━━ TEXT PROVIDED

Wringing maximum value out of USC’s AV dollar.

By

26 November 2014

Text:/ Derek Powell
All images courtesy of InDesign Technologies. Photographer:/ Jason Smith.

“Good, Fast or Cheap: pick any two,” is the maxim that project managers the world over are fond of quoting. If you want it to be good and you need it fast, then it won’t be cheap. It is usually an inviolate law for any AV assignment but a recent project at the University of the Sunshine Coast (USC) may have slipped through this Iron Triangle using lateral thinking, a dash of doggedness, and sheer hard work.

Work on the new Learning and Teaching Hub at USC’s Sippy Downs campus was well underway when Scott Dukeson, the university’s audiovisual specialist, put out the call for a rather special project. The new building was to be home to the Engage Research Cluster and their leader, Associate Professor Christian Jones, had some radical ideas to explore. 

EXPLORATION MISSION

Their mission is to research and develop interactive technologies such as software applications, social media, computer games and artworks, and their tools range from Oculus Rift virtual reality headsets to GoPro cameras and sophisticated motion capture rigs. Dr. Jones needed two things. First, to develop their programming ideas, the group needed a multi-room video infrastructure where any of dozens of video and audio sources could plug in and be routed to display systems, capture devices and more, anywhere across the building. Second, the researchers needed an inspirational immersive environment with 270-degree floor-to-ceiling projection to test the virtual worlds they were creating. Their ideas were out of this world, but the budget for all this audiovisual technology was decidedly earthbound.

After a round of selection procedures, InDesign Technologies was handed the job, along with a near-impossible deadline. Managing director Peter Coman recalled that the first task, made urgent as the walls were about to be sheeted, was to specify the in-wall cabling that would link the lab spaces, rack rooms and displays across the building. It was a pretty tough ask, given the compressed schedule meant that the audiovisual design for the spaces to be linked had not yet been started! Fortunately, Coman had a pretty good idea of how the Crestron range of Digital Media products could be used to both enable the individual spaces and provide the core routing that linked everything together.

The Immerse control room.

CABLE PLANT

The first, and fundamental decision was to base the entire audiovisual system on a structured-cabling infrastructure. All video and control connection would be based on Crestron’s HDBaseT transmission and switching, while any separate audio would be implemented across a Dante Ethernet network. Crucially, all audiovisual cabling adheres to the University’s data cabling standards and could even be used as an ITC data network should that ever be required. To meet the schedule, both planning by InDesign, and installation, which was contracted to Programmed Electrical Technologies, proceeded round the clock. Despite the ‘back-to-front’ cabling before design schedule, only a couple of extra runs were required when it came to final installation – a tribute to both the flexible design and clear thinking in the planning phase.

Turning next to equipment design, the task was to gather the detailed user requirements for the Engage labs and the Immerse space. Professor Jones was very clear that flexibility was key for the research group. “I want the ability to plug in anywhere and transmit anywhere,” he noted during the briefing. However when Coman tallied the requirements for a total of 80 inputs and outputs across more than a dozen spaces, he found a major snag. A 64 x 64 matrix would be required to provide a fully-flexible solution but the budget simply would not stretch that far. The 80 endpoints weren’t about to disappear, so after a great deal of thought, and the combustion of considerable midnight oil, InDesign proposed a simple and ingenious solution.

━━━━

*TASK REQUIREMENTS*
[a] Repeat the passage of the USC audiovisual article between "Wringing maximum value" and "Photographer:/ Jason Smith.", inclusive.
[b] According to the USC audiovisual article, why did specifying the in-wall cabling become an urgent first task for InDesign Technologies?
The data that comes next is drawn from a separate source.

━━ DATASET ENTRIES

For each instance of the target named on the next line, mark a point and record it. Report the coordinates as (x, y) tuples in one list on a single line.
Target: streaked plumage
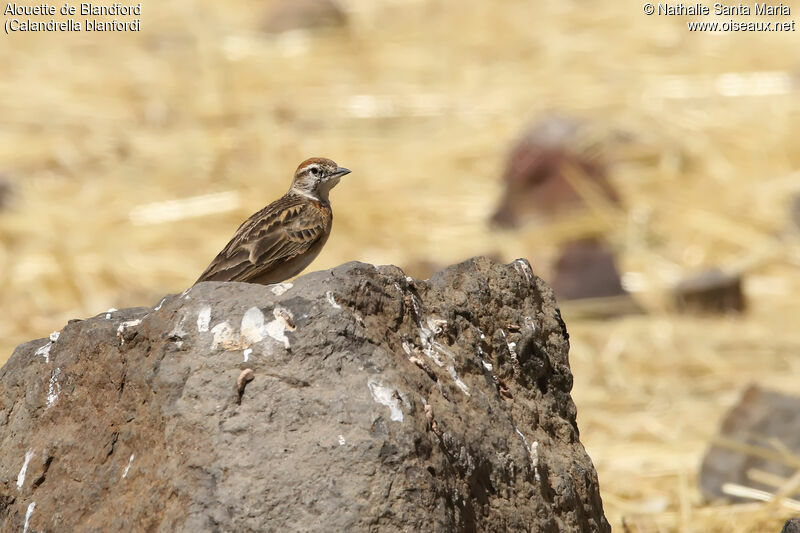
[(282, 239)]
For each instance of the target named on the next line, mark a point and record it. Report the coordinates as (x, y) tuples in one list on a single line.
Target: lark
[(282, 239)]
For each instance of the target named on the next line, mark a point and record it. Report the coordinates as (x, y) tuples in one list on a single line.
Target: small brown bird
[(282, 239)]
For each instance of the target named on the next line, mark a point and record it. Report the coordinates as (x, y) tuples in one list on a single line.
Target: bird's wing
[(281, 231)]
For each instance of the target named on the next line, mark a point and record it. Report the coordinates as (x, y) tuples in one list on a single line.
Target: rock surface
[(374, 402), (755, 447)]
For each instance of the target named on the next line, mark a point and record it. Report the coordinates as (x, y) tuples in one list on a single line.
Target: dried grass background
[(421, 99)]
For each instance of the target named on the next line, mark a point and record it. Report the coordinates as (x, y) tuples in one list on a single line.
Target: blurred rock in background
[(795, 211), (757, 449), (586, 269), (711, 291), (289, 15), (6, 191), (555, 167), (791, 526)]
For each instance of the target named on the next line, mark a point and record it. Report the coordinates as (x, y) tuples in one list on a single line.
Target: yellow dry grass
[(420, 99)]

━━━━

*TASK-BY-TASK ANSWERS*
[a]
Wringing maximum value out of USC’s AV dollar.

By

26 November 2014

Text:/ Derek Powell
All images courtesy of InDesign Technologies. Photographer:/ Jason Smith.

[b] It was urgent because the building's walls were about to be sheeted. The cabling linking the lab spaces, rack rooms and displays had to be specified before that happened.